_PROBLEM DETAILS_: Write out the records again, beginning at the line that contains "Tag the rear door" and stopping after the line that contains "Target: red car". Add -4 to every coordinate of the answer points and leave everything else unchanged.

*** EXCERPTED RECORDS ***

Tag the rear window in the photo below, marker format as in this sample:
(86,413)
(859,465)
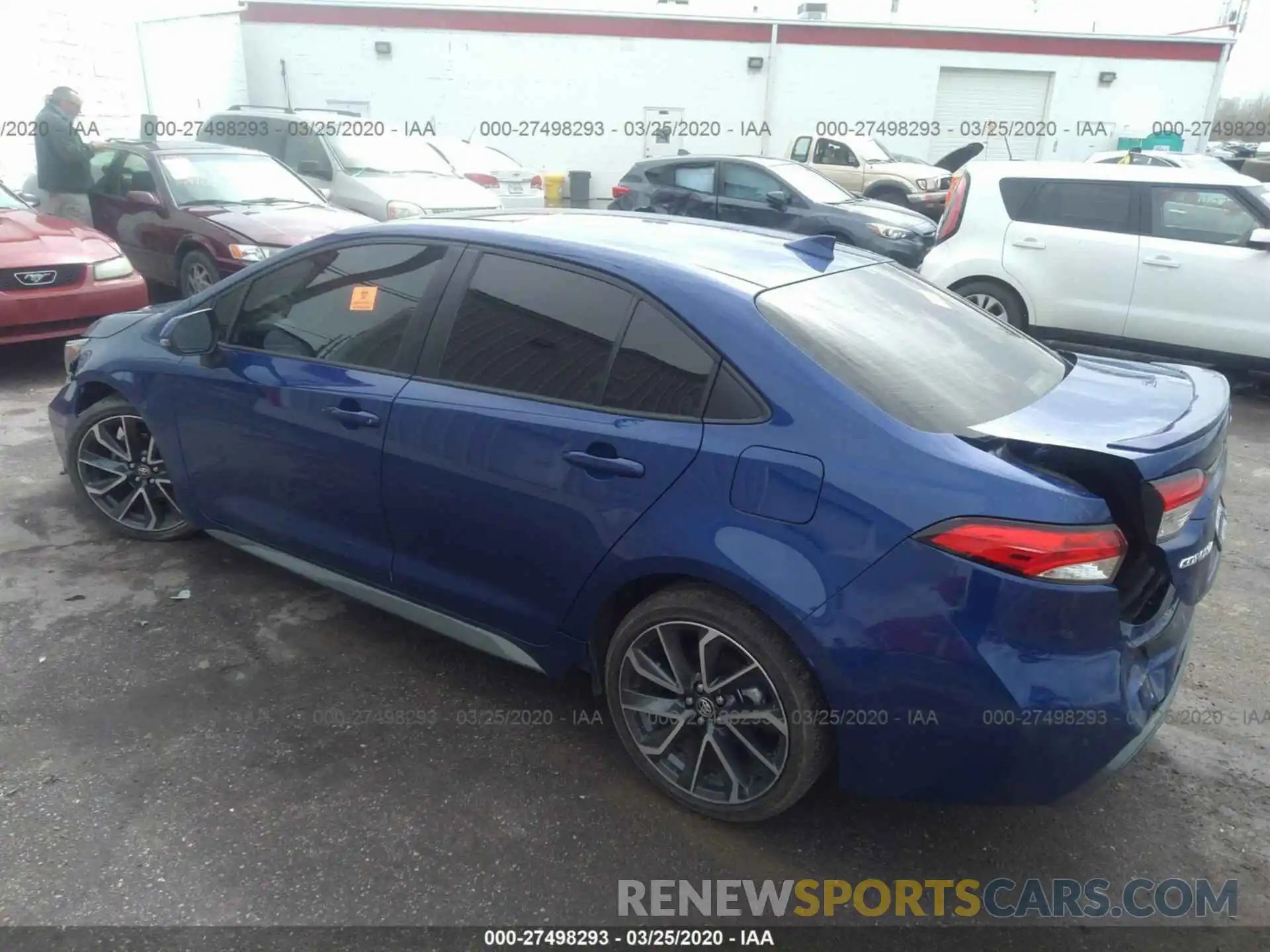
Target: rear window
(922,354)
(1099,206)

***
*** EXCERPTED RECORDS ***

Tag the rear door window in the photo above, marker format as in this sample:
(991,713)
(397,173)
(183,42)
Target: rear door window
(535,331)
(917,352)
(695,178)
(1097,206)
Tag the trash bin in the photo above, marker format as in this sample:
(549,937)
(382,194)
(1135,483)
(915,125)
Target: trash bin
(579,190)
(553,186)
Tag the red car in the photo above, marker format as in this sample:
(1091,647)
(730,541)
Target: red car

***

_FINAL RESULT_:
Tag the rear door window in the photo above, marker format as in this sample:
(991,713)
(397,173)
(183,42)
Target: rear door window
(531,327)
(913,348)
(691,174)
(1093,202)
Tag the trash bin in the photo above, marker format as in this sample:
(549,937)
(382,194)
(1135,483)
(915,125)
Target: trash bin
(575,186)
(549,182)
Tag the red car in the photo above, marker format as in this sample:
(1091,647)
(730,541)
Target: red car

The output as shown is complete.